Prompt 1
Decide whether each statement below, marked (a), (b) and (c), agrees with the forum thread. Answer yes or no for each and quote the deciding words of the thread exactly.
(a) Alan W states that an increased throw, orbit or offset compared with a PC results in increased vibration.
(b) SteveyG reports that several reviews of the non-retail versions have already been posted.
(c) Lespaul asks whether it will be at the Nottingham meet on the 1st July.
Prompt 2
Reproduce a passage of the forum thread with "feedback" swapped for "comments". Begin at the words "wasnt this thing" and stop after "on them yet.".

+++ Source extract

I think the motor might be too powerful for the chassis ...so to say


----------



## BDM (Apr 25, 2007)

really so are we talking mega vibrations... compared to a pc...


----------



## donnyboy (Oct 27, 2005)

Grizzle said:


> it vibrates so much ur arm crumbles into fine dust that menzerna can use in its intensive polish!! :doublesho


Holy focaccia.....:doublesho Is it pretty bad then!!??? :lol: :lol:


----------



## Alan W (May 11, 2006)

Nice one Shaun!  

Don't keep us waiting! :lol: 

Alan W

P.S. Increased throw/orbit/offset (compared with PC) = increased vibration.


----------



## BDM (Apr 25, 2007)

wasnt this thing ment to vibrate less though???


----------



## SteveyG (Apr 1, 2007)

Looking forward to the review - seems a few people have non retail versions but no reviews or feedback on them yet.


----------



## Lespaul (May 23, 2006)

I'll try it out for you if you like :wave: 

Will it be at the Nottingham meet on the 1st July?

Darren


----------



## 182_Blue (Oct 25, 2005)

++++++
+++ Provided material

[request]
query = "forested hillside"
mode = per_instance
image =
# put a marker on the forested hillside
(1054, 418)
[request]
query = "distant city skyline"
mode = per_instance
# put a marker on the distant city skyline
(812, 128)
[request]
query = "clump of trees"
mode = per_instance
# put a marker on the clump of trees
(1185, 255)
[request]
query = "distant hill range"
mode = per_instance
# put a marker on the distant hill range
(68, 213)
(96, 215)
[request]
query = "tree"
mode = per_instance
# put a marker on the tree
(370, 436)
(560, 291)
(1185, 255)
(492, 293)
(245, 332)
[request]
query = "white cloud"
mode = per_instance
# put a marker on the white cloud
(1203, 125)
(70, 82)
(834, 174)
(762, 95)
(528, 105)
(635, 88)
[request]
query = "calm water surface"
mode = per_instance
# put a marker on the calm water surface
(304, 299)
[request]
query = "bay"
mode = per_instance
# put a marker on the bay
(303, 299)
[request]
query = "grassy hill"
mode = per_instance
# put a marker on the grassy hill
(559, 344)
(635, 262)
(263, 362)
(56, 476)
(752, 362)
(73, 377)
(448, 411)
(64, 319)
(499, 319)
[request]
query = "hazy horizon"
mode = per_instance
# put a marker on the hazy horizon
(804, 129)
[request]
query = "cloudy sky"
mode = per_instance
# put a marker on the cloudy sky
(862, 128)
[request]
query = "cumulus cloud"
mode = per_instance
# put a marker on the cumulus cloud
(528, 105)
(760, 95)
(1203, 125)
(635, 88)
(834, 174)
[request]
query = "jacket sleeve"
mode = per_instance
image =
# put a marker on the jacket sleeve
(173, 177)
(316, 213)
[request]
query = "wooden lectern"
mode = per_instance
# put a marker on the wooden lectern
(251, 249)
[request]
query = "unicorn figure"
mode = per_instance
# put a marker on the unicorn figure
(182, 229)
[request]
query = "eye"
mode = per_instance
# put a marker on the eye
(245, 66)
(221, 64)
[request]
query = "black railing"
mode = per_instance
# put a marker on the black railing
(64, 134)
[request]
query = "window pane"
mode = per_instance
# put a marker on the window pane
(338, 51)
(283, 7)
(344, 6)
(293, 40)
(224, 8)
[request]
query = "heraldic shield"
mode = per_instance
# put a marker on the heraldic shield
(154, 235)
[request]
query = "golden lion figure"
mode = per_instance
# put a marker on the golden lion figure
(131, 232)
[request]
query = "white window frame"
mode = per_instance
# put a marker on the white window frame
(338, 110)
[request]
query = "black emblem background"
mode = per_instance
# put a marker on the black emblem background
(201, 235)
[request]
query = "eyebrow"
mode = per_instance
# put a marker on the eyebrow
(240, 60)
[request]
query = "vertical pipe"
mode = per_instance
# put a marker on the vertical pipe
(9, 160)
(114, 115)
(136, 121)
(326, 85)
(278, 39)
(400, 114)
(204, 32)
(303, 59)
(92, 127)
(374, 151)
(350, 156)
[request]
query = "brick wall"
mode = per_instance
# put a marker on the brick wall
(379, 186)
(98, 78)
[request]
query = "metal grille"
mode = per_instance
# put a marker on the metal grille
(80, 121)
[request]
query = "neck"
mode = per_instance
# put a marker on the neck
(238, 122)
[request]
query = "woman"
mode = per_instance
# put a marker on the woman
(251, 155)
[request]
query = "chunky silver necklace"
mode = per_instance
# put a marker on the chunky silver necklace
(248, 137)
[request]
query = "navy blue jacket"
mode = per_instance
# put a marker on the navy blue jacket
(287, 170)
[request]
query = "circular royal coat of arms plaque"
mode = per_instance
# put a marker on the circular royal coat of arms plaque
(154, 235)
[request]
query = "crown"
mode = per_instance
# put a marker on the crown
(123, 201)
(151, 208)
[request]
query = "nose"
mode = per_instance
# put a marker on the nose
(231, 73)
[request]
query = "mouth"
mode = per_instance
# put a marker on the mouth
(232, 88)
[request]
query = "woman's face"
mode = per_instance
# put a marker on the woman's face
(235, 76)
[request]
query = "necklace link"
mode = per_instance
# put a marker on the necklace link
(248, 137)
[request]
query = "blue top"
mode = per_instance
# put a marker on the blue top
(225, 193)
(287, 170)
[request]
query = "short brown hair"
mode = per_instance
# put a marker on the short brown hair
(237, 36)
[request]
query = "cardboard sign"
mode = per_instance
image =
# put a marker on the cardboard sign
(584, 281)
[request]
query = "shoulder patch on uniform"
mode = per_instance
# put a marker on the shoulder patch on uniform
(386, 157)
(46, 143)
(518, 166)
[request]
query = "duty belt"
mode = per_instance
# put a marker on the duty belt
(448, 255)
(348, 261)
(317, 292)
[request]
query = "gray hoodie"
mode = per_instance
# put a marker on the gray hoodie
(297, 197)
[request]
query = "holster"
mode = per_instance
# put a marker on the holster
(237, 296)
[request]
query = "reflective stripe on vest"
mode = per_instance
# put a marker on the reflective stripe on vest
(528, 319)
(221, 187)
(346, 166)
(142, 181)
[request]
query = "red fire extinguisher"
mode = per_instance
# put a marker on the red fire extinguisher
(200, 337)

++++++

Problem solution 1
(a) Yes: "Increased throw/orbit/offset (compared with PC) = increased vibration."
(b) No: "seems a few people have non retail versions but no reviews or feedback on them yet."
(c) Yes: "Will it be at the Nottingham meet on the 1st July?"

Problem solution 2
wasnt this thing ment to vibrate less though???


----------



## SteveyG (Apr 1, 2007)

Looking forward to the review - seems a few people have non retail versions but no reviews or comments on them yet.